> SELECTED EXTRACT
--

May 3, 2013 permalink

Ella Dawn Edwards was born with multiple medical problems and died at age seven months in March 2011. In today's hysterical culture of child abuse, every child death outside the child protection system merits a prosecution. Prosecutors relied on the scientifically discredited shaken baby syndrome. Father Aaron Edwards has been acquitted of causing his daughter's death.



Father found not guilty in death of daughter

Aaron Edwards was charged with involuntary manslaughter after his 7-month-old daughter died.

Aaron Edwards

A jury deliberated four hours Friday before finding Aaron Edwards not guilty of killing his 7-month-old daughter in March 2011.

Edwards, 26, who was facing an involuntary manslaughter charge, took a deep breath and hugged his lawyer, Chris Tuck, after the verdict was read.

The trial in Giles County Circuit Court began one week ago, and the jury of six women and six men heard hours of testimony from medical professionals and law enforcement officials.

According to testimony, EMS personnel were called to the family’s Rich Creek home on March 1, 2011, and found Ella Dawn Edwards breathing but limp and unresponsive. Ella was taken to Carilion Giles Memorial Hospital and then flown to Carilion Roanoke Memorial Hospital, where she underwent surgery to relieve pressure from swelling of her brain and remained on life support for several days before dying on March 8, 2011.

Ella had retinal hemorrhages, subdural bleeding, brain swelling, six fractured ribs, bruising on the left side of her face and bruising on her chest and back, according to testimony.

Gayle Suzuki, an assistant chief medical examiner for the state department of health, testified earlier in the week that after performing an autopsy on Ella, she determined the cause of death to be abusive head trauma, which is also referred to as “shaken baby syndrome.”

--

> REQUIRED WORK
List every injury the article on Aaron Edwards's trial says testimony found on Ella. The records have nothing to do with the article.

--

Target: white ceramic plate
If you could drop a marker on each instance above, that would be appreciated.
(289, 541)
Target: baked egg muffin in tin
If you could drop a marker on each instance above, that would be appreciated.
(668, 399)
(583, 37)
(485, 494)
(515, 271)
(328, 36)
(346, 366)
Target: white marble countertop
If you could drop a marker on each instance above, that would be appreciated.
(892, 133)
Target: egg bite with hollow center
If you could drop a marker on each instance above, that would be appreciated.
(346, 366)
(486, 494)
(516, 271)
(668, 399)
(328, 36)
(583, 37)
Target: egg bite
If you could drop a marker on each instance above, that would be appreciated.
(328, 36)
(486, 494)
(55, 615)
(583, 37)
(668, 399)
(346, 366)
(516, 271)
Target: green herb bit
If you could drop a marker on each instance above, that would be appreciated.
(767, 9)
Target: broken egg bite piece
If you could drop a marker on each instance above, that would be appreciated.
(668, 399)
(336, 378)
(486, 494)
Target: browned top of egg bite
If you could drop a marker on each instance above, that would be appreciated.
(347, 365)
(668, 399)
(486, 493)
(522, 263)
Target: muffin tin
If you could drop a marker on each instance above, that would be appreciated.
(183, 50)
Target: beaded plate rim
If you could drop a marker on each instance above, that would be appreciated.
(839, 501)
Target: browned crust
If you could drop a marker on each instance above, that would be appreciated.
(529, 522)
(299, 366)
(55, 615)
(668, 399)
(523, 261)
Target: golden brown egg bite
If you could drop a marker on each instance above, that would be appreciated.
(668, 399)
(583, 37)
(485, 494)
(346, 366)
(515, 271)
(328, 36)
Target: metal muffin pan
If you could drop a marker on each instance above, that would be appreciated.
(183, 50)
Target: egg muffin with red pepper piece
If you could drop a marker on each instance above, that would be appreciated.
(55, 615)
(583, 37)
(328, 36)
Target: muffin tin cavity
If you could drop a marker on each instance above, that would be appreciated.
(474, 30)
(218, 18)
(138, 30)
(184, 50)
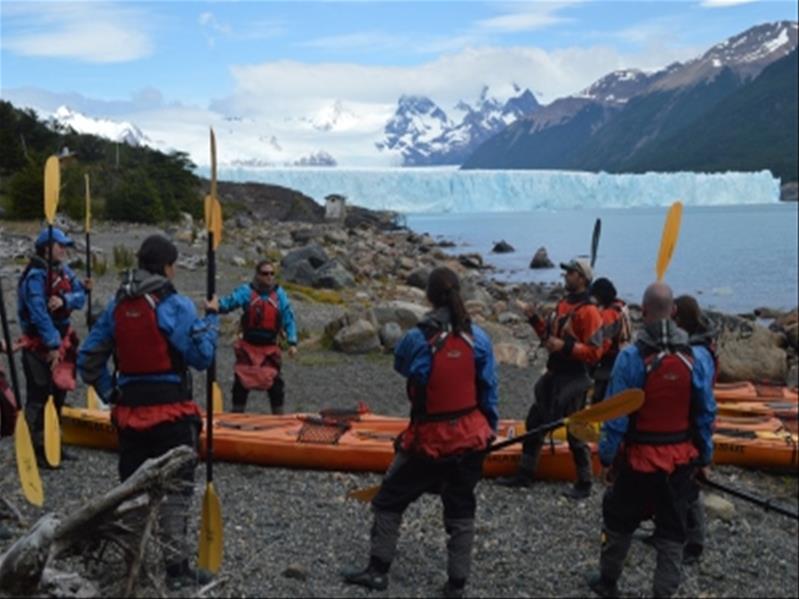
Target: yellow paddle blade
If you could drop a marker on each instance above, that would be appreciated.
(88, 204)
(27, 468)
(52, 434)
(211, 534)
(216, 398)
(92, 401)
(620, 404)
(668, 241)
(213, 165)
(52, 187)
(366, 494)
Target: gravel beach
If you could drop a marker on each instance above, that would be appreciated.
(289, 532)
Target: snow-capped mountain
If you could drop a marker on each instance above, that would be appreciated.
(424, 135)
(116, 131)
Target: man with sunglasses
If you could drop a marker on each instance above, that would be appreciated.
(266, 313)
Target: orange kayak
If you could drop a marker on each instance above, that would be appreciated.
(746, 391)
(364, 442)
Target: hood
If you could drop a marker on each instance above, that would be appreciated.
(136, 283)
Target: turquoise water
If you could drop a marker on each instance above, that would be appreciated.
(733, 258)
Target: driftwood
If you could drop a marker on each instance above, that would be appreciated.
(123, 518)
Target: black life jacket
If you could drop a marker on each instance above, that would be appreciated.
(665, 417)
(143, 350)
(261, 321)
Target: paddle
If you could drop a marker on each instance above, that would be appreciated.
(620, 404)
(765, 503)
(595, 240)
(668, 240)
(27, 468)
(211, 533)
(52, 189)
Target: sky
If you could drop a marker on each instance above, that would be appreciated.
(282, 80)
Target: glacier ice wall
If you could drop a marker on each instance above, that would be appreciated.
(418, 190)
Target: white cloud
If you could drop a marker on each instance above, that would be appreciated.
(723, 3)
(90, 32)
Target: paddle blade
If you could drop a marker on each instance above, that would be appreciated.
(52, 187)
(619, 405)
(92, 401)
(595, 240)
(364, 495)
(88, 225)
(27, 468)
(587, 432)
(668, 241)
(52, 434)
(216, 398)
(211, 534)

--

> RESPONSE TO THE EXERCISE
- Retinal hemorrhages
- Subdural bleeding
- Brain swelling
- Six fractured ribs
- Bruising on the left side of her face
- Bruising on her chest and back